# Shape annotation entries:
________

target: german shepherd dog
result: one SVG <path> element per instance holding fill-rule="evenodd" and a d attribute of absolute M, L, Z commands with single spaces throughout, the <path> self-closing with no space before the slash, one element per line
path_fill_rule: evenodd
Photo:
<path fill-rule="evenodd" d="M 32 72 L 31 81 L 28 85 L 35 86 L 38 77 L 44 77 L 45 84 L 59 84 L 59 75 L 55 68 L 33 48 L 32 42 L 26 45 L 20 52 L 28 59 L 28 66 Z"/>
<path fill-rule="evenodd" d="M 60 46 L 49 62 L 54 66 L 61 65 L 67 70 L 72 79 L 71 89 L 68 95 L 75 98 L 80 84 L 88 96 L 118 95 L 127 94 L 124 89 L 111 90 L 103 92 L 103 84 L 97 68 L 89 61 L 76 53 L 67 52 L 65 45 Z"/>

________

# EXERCISE TASK:
Count the lines above that contain the string "evenodd", and reply with only that number.

# SOLVED EXERCISE:
4